BEGIN DATA TO USE

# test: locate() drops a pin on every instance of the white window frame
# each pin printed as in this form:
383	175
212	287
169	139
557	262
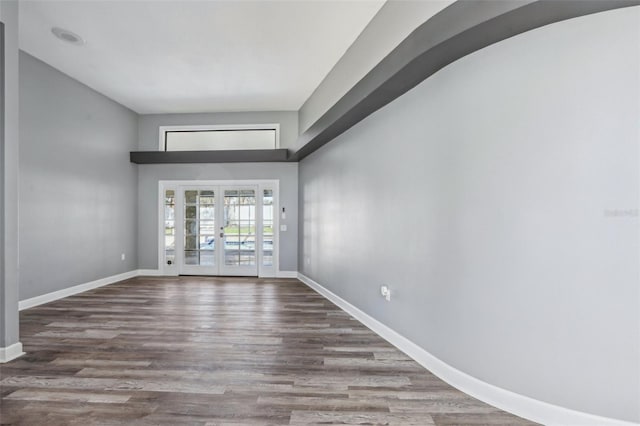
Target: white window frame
261	184
214	127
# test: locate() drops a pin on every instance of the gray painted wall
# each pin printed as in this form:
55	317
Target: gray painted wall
9	327
151	174
395	20
150	124
78	191
499	201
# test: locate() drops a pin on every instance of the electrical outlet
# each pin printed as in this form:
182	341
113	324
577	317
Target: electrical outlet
385	292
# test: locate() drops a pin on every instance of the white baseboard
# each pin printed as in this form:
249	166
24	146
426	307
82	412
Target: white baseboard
11	352
65	292
520	405
149	272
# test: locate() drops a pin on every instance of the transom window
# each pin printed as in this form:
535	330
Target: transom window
219	138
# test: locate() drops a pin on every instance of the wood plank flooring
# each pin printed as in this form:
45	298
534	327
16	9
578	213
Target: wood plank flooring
218	351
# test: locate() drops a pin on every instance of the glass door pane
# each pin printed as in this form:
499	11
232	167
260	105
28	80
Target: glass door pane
199	227
240	230
267	227
169	226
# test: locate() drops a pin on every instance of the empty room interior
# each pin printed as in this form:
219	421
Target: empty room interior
312	212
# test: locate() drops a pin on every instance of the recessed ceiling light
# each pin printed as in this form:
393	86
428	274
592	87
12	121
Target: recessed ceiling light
67	36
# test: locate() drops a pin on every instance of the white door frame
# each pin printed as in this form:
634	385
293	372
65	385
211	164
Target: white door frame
261	184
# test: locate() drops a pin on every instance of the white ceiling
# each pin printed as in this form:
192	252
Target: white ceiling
197	56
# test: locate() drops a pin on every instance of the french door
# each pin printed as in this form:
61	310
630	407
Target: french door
219	229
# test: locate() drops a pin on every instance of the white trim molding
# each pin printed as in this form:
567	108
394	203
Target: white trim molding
520	405
149	273
11	352
213	127
65	292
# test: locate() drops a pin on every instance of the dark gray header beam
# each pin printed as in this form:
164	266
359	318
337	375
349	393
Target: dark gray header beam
236	156
460	29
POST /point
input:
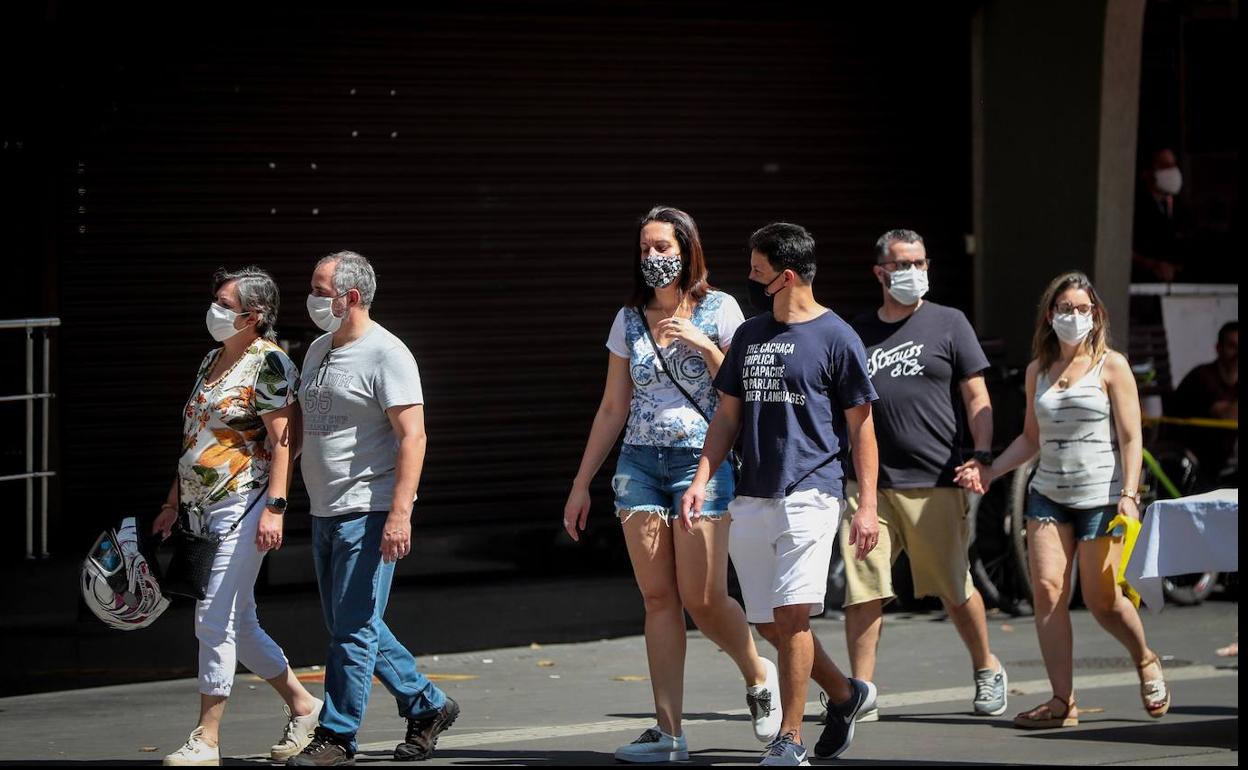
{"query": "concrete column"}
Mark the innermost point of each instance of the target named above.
(1056, 89)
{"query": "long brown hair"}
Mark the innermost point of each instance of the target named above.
(693, 271)
(1045, 346)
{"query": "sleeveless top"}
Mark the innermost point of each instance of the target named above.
(1080, 464)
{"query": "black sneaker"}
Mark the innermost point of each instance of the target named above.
(422, 734)
(839, 730)
(325, 750)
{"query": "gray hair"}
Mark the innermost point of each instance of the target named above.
(257, 293)
(895, 236)
(352, 271)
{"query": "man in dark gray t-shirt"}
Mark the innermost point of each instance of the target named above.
(925, 362)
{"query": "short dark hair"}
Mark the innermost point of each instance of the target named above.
(1228, 327)
(694, 277)
(786, 247)
(895, 236)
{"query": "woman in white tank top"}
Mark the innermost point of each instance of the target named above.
(1083, 422)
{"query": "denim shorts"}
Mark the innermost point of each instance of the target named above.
(1088, 523)
(652, 479)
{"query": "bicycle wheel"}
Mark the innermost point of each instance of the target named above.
(1182, 471)
(995, 567)
(1017, 507)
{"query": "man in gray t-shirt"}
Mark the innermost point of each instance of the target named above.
(350, 449)
(363, 449)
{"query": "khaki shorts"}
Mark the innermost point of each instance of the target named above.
(931, 527)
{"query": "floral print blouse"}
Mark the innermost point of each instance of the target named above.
(225, 442)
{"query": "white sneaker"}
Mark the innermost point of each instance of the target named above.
(654, 745)
(296, 735)
(785, 750)
(764, 701)
(195, 751)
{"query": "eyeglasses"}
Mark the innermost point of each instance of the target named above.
(1066, 308)
(897, 265)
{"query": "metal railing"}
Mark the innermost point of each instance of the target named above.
(30, 397)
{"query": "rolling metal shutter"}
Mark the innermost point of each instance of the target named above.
(492, 162)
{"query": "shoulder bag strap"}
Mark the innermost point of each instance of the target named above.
(662, 365)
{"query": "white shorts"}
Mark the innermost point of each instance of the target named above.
(781, 549)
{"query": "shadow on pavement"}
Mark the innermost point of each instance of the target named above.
(1213, 734)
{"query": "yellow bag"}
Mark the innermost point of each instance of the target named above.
(1131, 532)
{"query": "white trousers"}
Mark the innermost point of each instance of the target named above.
(225, 619)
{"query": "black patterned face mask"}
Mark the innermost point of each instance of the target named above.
(660, 270)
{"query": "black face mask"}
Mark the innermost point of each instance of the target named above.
(759, 296)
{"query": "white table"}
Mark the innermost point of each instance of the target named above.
(1187, 534)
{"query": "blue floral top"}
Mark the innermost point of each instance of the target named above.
(659, 416)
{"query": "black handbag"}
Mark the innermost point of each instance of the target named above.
(733, 458)
(194, 552)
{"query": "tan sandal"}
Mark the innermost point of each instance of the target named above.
(1153, 692)
(1043, 716)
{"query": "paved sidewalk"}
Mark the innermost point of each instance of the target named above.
(574, 703)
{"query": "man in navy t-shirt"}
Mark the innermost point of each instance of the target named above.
(925, 361)
(794, 385)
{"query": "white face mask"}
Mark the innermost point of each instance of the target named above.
(321, 310)
(1071, 328)
(907, 286)
(1168, 180)
(220, 321)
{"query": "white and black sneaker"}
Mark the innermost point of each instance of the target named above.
(991, 690)
(764, 701)
(839, 731)
(785, 750)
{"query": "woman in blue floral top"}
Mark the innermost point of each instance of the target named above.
(677, 570)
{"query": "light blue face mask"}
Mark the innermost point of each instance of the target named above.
(1072, 328)
(220, 322)
(321, 311)
(907, 286)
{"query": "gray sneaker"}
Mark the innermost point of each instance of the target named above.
(990, 692)
(654, 745)
(785, 750)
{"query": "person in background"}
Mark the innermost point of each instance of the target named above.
(1212, 391)
(1162, 222)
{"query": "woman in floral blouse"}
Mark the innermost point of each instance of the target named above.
(238, 428)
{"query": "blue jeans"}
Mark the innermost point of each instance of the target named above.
(355, 585)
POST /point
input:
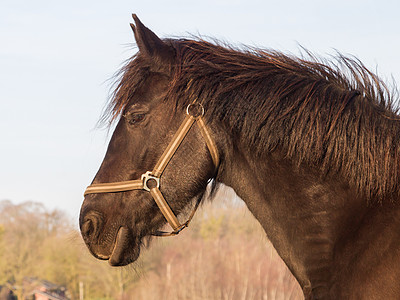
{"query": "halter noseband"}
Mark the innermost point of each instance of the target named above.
(150, 181)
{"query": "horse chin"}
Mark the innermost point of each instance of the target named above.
(123, 253)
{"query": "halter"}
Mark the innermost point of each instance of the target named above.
(150, 181)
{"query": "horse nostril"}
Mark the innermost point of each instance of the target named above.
(91, 226)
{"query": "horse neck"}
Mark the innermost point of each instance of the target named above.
(311, 220)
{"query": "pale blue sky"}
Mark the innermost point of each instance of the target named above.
(56, 58)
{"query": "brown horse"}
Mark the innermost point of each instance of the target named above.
(311, 147)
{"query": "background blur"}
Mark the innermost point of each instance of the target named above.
(57, 60)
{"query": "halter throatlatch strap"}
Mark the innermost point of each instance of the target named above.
(150, 181)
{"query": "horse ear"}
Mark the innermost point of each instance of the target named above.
(150, 44)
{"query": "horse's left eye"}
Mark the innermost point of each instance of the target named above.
(134, 119)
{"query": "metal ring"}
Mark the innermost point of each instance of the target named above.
(148, 176)
(195, 116)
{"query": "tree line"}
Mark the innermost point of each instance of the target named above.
(223, 255)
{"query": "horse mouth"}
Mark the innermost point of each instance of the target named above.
(123, 253)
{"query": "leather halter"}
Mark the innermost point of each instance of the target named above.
(150, 181)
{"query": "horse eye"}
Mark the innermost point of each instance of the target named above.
(134, 119)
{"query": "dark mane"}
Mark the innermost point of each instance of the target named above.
(337, 116)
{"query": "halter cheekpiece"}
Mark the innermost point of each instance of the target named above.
(150, 180)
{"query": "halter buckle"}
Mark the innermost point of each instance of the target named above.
(149, 176)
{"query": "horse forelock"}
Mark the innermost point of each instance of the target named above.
(336, 115)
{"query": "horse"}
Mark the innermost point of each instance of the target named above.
(310, 145)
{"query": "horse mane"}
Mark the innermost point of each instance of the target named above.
(335, 115)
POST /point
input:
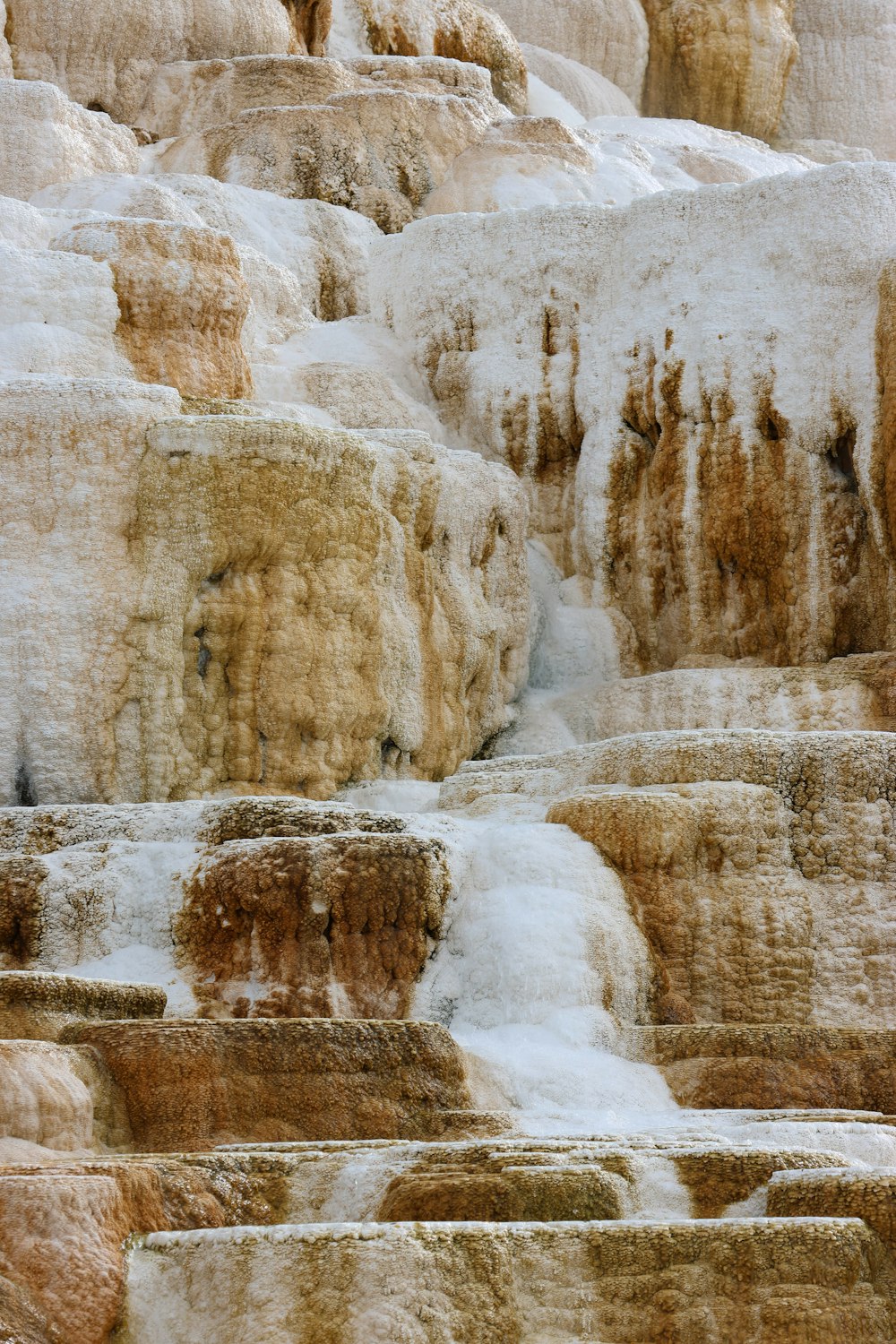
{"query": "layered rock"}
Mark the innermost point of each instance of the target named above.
(610, 38)
(182, 298)
(841, 85)
(726, 475)
(274, 914)
(105, 56)
(763, 898)
(608, 164)
(845, 694)
(220, 534)
(462, 30)
(772, 1067)
(47, 139)
(589, 91)
(191, 1085)
(37, 1005)
(812, 1279)
(304, 261)
(378, 145)
(724, 62)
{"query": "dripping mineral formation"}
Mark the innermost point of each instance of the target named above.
(447, 672)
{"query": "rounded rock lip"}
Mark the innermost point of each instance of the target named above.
(81, 995)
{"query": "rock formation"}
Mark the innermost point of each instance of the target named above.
(720, 61)
(447, 773)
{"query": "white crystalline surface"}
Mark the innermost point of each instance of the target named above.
(527, 475)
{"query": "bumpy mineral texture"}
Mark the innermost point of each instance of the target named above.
(713, 475)
(724, 62)
(260, 605)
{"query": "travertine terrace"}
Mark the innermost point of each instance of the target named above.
(447, 672)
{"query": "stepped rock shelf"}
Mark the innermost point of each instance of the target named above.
(447, 672)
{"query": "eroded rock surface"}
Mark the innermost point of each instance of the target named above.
(724, 62)
(215, 537)
(712, 503)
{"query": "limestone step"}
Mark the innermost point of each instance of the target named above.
(839, 1193)
(188, 96)
(845, 694)
(258, 906)
(810, 1281)
(191, 1085)
(99, 1203)
(774, 1066)
(37, 1005)
(759, 865)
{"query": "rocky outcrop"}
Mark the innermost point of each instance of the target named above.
(812, 1279)
(716, 480)
(774, 1066)
(182, 298)
(724, 62)
(608, 164)
(47, 139)
(209, 527)
(373, 144)
(462, 30)
(191, 1085)
(841, 85)
(855, 693)
(589, 91)
(610, 37)
(104, 56)
(762, 892)
(37, 1005)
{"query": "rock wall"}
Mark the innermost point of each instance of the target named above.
(680, 449)
(726, 64)
(171, 674)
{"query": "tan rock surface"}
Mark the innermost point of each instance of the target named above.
(710, 503)
(35, 1005)
(841, 86)
(183, 301)
(610, 37)
(105, 56)
(461, 30)
(724, 62)
(839, 1193)
(774, 1066)
(845, 694)
(331, 927)
(587, 90)
(379, 151)
(207, 521)
(191, 1085)
(764, 902)
(47, 139)
(191, 96)
(54, 1097)
(815, 1279)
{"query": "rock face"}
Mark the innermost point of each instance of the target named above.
(836, 1271)
(610, 37)
(37, 1005)
(711, 504)
(461, 30)
(279, 1081)
(371, 147)
(726, 64)
(209, 521)
(847, 97)
(107, 56)
(761, 871)
(47, 139)
(182, 298)
(447, 758)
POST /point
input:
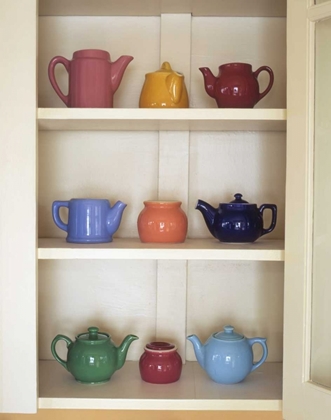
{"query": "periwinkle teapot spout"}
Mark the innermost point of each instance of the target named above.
(89, 220)
(227, 357)
(93, 357)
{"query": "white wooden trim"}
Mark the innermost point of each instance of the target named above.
(319, 12)
(155, 8)
(212, 119)
(260, 391)
(18, 256)
(191, 249)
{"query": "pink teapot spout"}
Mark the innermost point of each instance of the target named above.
(209, 80)
(117, 70)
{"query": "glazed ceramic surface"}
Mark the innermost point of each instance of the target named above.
(164, 88)
(93, 357)
(227, 357)
(237, 221)
(93, 78)
(236, 85)
(160, 363)
(89, 220)
(162, 221)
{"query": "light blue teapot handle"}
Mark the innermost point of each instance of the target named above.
(261, 341)
(56, 214)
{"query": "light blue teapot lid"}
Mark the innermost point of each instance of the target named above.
(228, 334)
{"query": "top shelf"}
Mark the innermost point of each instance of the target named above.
(242, 8)
(186, 119)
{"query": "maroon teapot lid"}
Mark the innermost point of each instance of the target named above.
(160, 345)
(238, 204)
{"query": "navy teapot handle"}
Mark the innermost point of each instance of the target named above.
(273, 209)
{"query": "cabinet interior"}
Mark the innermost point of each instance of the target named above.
(161, 298)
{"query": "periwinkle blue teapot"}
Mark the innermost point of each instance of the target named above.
(237, 221)
(227, 357)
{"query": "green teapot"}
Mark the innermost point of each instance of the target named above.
(93, 357)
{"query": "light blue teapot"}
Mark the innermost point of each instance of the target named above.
(227, 357)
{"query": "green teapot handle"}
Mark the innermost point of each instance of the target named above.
(56, 356)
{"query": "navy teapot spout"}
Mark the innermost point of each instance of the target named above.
(237, 221)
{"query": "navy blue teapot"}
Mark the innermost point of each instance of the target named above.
(237, 221)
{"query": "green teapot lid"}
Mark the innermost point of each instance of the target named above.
(228, 334)
(93, 335)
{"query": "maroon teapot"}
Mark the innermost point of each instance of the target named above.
(236, 85)
(160, 363)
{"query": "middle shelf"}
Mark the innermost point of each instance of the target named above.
(140, 119)
(261, 390)
(191, 249)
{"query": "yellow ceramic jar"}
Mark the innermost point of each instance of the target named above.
(164, 88)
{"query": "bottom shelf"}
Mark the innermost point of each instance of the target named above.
(261, 390)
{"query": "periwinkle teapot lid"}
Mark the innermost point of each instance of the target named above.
(228, 334)
(93, 335)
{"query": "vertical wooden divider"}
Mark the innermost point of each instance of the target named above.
(173, 185)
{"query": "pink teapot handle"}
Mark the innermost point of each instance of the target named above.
(51, 74)
(271, 81)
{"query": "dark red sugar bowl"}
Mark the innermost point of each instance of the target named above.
(160, 363)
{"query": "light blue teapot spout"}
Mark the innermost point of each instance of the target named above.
(115, 216)
(198, 349)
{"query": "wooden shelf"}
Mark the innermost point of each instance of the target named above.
(142, 119)
(261, 390)
(270, 8)
(191, 249)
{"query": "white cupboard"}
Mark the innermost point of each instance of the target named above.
(49, 152)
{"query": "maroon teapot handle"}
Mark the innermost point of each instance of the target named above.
(51, 74)
(271, 81)
(273, 209)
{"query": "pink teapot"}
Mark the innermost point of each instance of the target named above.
(236, 85)
(93, 78)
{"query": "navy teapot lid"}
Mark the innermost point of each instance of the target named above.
(228, 334)
(93, 335)
(237, 204)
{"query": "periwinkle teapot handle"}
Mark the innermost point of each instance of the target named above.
(271, 80)
(261, 341)
(56, 214)
(51, 74)
(273, 209)
(54, 353)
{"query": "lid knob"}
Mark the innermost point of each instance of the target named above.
(238, 199)
(228, 329)
(93, 333)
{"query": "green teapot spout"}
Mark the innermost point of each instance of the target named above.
(123, 349)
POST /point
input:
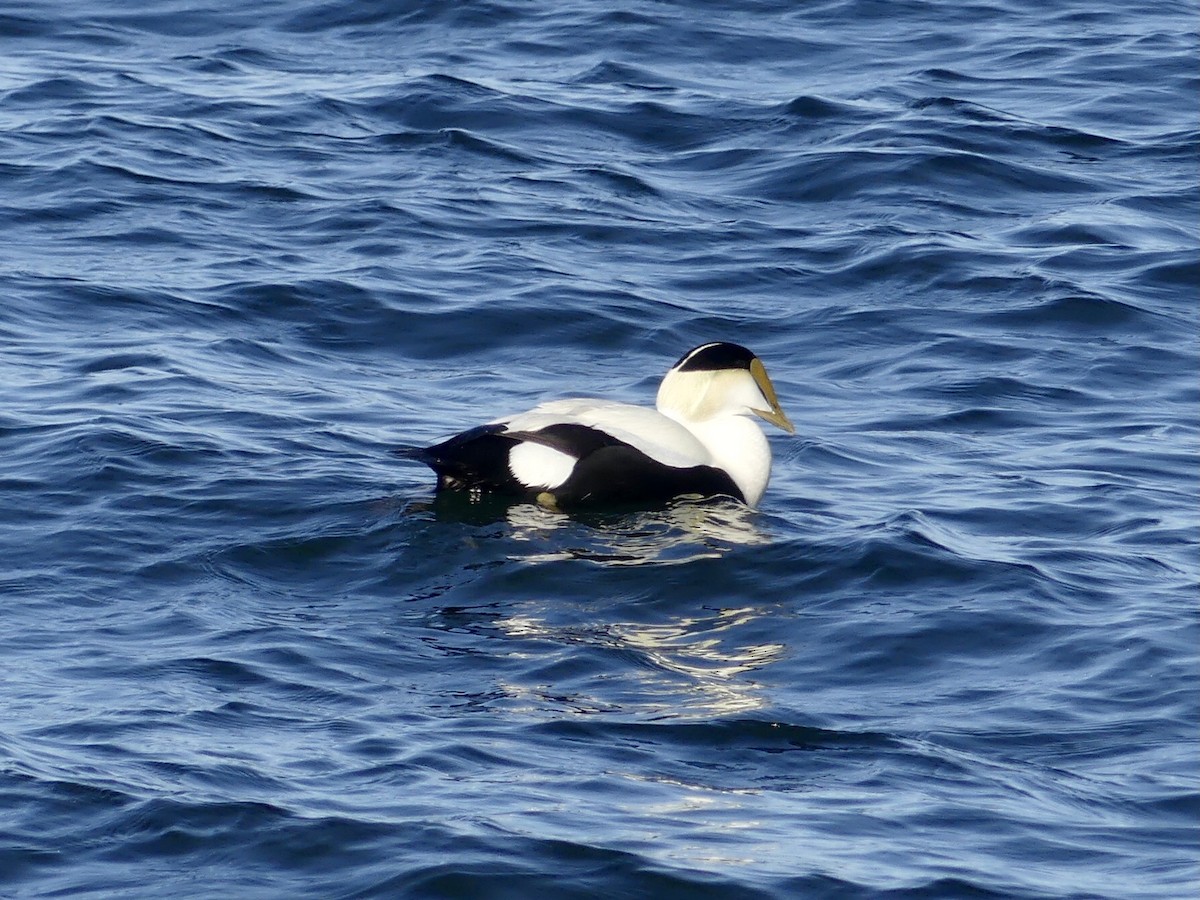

END DATA TO USE

- [ASSIGNED TASK] From the records above, return exactly the lines running from the one that contains "the dark gray header beam" down to the one that contains "in dark gray", both included, without any pictures.

- [RESULT]
# test: locate() drops a pin on every instance of the dark gray header beam
# each pin printed as in this form:
164	266
359	318
337	375
349	393
Target: dark gray header beam
236	156
460	29
POST /point
input:
{"query": "concrete column"}
Mark the innermost point of each instance of the target named above.
(1056, 89)
{"query": "long brown hair"}
Mark the innermost point of each instance of the target named above.
(693, 271)
(1045, 346)
{"query": "sleeveless top"}
Mark the innermost point of each instance of the target named above.
(1080, 464)
{"query": "black sneaker"}
Mark the innermost point of each instance of the target named above.
(422, 734)
(839, 730)
(325, 750)
{"query": "gray hair"}
Mark the innermost point of each instance of the target named above.
(257, 293)
(895, 236)
(352, 271)
{"query": "man in dark gray t-shirt"}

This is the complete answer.